GOAL> Set down exactly the lines from the one containing "In this exercise you will tag the horse neck" through the end of the records below, both included, and nothing else.

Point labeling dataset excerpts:
## Start

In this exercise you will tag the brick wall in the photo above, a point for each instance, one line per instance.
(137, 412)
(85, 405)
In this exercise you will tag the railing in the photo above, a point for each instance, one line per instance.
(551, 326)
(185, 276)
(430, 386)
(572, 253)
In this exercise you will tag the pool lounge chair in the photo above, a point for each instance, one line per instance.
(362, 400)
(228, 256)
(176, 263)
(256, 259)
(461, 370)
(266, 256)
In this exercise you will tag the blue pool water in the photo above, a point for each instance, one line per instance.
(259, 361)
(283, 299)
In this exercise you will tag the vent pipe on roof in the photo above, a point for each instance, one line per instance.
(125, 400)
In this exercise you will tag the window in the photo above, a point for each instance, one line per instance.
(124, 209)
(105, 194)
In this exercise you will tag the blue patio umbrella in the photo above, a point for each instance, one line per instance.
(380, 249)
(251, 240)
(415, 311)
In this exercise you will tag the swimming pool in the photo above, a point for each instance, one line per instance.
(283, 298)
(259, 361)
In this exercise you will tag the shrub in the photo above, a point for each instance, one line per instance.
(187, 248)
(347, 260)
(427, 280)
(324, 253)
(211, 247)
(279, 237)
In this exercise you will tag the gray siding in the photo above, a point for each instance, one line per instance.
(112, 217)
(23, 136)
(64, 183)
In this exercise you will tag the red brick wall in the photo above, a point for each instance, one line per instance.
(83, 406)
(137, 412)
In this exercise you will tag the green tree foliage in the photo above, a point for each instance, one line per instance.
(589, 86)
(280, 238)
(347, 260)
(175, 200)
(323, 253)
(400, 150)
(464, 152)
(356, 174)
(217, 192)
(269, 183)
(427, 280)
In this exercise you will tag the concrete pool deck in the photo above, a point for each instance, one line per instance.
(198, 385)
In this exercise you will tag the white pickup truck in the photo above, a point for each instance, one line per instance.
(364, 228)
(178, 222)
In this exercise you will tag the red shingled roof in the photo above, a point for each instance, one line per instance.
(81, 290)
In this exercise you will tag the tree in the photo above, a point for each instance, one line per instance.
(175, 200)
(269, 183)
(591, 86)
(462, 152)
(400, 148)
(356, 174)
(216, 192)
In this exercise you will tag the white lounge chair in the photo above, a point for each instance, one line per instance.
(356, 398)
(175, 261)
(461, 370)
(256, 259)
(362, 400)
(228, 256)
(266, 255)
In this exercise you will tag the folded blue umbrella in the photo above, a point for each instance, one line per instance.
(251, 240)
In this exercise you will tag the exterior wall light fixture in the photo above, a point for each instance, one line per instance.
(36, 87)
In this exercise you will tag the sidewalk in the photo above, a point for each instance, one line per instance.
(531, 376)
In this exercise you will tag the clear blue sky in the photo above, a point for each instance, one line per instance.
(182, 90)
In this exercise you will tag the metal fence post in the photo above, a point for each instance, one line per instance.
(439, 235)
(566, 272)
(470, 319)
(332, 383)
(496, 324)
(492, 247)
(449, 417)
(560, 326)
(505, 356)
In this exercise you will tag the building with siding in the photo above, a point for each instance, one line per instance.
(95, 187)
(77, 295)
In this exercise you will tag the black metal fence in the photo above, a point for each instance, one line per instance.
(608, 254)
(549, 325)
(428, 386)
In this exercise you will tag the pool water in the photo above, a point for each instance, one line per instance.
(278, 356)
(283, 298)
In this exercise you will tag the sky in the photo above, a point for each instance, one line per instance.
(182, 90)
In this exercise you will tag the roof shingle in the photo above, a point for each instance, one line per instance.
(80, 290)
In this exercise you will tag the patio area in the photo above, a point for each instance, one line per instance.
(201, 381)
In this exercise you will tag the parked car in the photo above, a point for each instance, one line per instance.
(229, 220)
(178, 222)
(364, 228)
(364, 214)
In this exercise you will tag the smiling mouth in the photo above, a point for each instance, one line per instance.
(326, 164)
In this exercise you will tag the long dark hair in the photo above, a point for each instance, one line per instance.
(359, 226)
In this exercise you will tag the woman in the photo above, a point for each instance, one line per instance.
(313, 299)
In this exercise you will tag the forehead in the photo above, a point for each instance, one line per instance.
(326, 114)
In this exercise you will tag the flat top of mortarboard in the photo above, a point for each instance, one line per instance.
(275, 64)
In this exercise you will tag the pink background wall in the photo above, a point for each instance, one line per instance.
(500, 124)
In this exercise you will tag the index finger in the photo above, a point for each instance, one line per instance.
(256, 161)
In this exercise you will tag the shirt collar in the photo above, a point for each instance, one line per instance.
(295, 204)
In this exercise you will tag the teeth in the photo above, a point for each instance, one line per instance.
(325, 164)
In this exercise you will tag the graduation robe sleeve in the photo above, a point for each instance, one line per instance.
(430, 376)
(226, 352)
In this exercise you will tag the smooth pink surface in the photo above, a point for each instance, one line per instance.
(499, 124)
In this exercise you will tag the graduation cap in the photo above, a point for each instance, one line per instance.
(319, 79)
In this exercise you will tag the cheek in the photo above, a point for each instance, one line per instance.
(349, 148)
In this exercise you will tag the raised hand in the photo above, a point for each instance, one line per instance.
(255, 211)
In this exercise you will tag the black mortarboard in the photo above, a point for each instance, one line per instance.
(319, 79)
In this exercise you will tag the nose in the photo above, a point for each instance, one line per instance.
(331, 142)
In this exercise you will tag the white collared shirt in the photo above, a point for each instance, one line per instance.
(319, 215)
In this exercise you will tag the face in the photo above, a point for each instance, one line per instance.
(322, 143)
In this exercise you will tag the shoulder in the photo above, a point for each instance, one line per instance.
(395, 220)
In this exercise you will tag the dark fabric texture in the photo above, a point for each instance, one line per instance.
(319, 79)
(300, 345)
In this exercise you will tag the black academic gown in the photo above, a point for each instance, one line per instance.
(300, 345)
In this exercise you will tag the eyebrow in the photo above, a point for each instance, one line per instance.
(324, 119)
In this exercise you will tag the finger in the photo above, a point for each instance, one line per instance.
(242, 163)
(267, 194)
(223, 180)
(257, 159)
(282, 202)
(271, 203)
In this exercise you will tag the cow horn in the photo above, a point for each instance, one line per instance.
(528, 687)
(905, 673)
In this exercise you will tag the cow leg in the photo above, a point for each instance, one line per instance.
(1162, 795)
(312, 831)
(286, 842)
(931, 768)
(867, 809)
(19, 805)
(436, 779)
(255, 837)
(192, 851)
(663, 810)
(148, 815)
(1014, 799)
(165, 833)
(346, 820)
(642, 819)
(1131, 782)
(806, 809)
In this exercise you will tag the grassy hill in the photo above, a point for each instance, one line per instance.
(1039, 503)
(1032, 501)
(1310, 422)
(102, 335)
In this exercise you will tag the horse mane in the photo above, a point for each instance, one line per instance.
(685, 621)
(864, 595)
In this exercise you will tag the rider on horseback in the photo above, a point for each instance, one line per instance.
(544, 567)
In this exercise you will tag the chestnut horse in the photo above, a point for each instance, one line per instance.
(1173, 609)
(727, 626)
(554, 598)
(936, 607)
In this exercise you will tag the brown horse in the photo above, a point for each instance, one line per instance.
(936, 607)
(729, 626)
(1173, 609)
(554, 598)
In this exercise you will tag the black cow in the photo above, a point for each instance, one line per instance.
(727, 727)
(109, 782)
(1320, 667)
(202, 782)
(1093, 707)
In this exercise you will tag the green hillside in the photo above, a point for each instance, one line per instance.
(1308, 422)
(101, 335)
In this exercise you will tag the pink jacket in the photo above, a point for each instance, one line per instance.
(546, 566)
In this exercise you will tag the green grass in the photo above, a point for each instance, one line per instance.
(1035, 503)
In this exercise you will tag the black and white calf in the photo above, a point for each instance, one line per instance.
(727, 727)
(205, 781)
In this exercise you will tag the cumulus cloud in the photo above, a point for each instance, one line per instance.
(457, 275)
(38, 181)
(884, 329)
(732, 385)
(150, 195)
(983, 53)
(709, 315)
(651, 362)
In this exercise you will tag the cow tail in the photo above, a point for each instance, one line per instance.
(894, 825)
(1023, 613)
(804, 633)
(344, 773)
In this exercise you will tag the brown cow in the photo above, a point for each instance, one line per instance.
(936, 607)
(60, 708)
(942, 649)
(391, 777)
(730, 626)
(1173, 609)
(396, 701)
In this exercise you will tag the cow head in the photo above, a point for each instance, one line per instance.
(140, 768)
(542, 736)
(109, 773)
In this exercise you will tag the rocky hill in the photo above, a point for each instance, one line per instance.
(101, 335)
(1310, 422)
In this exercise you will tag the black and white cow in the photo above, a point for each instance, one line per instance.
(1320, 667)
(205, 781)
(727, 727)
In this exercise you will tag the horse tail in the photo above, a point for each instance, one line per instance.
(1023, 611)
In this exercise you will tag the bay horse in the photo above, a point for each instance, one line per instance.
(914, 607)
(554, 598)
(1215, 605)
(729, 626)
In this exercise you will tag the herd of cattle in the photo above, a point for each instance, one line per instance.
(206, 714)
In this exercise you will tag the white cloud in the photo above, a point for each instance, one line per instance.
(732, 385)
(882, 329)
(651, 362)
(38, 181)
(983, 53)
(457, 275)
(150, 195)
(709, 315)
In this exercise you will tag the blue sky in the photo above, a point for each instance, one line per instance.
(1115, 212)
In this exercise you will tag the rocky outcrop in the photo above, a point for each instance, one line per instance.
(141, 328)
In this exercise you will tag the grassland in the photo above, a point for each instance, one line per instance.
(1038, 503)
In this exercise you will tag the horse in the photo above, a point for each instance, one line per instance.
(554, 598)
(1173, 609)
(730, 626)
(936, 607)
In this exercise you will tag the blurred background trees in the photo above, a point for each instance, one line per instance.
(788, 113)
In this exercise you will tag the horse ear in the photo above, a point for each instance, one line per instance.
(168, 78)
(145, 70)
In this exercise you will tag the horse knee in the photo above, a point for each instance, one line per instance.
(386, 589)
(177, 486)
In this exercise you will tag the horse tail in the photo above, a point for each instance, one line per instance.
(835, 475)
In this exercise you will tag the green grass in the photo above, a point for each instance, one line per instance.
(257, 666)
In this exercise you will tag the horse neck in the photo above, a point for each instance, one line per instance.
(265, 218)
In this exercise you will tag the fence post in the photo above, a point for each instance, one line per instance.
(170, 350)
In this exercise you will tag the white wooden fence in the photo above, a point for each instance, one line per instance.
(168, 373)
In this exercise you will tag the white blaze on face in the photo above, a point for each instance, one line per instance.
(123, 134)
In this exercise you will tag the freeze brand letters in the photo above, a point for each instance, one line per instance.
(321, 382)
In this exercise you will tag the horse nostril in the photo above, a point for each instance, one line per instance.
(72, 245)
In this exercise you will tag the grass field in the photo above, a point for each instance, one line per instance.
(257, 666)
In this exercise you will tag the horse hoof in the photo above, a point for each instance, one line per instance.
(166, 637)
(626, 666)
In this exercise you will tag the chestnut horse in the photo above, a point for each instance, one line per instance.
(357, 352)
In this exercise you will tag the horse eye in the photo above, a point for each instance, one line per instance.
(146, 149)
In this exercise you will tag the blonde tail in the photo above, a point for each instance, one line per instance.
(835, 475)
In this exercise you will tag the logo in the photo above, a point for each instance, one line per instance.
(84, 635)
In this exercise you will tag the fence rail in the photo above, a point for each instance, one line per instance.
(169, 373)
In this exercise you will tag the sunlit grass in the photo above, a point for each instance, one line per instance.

## End

RESULT>
In this exercise you will tag the horse neck in the photo above, a point for each instance, one line per instance.
(265, 218)
In this exercise you will tag the fence post in the photo above, a point for each instance, one line per instance.
(170, 350)
In this exercise you will tag the white wooden fence in the photo above, a point for each instance, one line per instance.
(168, 373)
In this exercise you will tag the white blaze on face in the photo above, a point for each instance, one line per instance.
(123, 134)
In this exercise you will tag the freeze brand letters in the photo above, a point for each instance, one line per instance.
(321, 382)
In this exercise you will tag the horse nostril in the photo above, a point for each instance, one line per instance.
(72, 245)
In this exercise you will tag the grass field in the photo above, a point for each instance, one line per instance.
(257, 666)
In this exercise you will tag the horse hoof in the photo above, a point for each instance, one line per instance.
(166, 637)
(626, 666)
In this exercise you will tag the chestnut horse in the photo above, a point for each instance, one line per instance.
(357, 352)
In this exercise you will tag the horse eye in the photo above, a point for each instance, one line per instance.
(146, 149)
In this exercise you will tag the blonde tail in the photo above, a point for each instance, one line per instance.
(835, 475)
In this exercise you will tag the logo in the photo above, a point for each instance, one line per instance.
(84, 635)
In this exercise you will tag the fence rail in the photo above, a point for each instance, one line per instance.
(169, 373)
In this exercise you will tag the sunlit grass in the photo above, a point for each instance, one line per instance.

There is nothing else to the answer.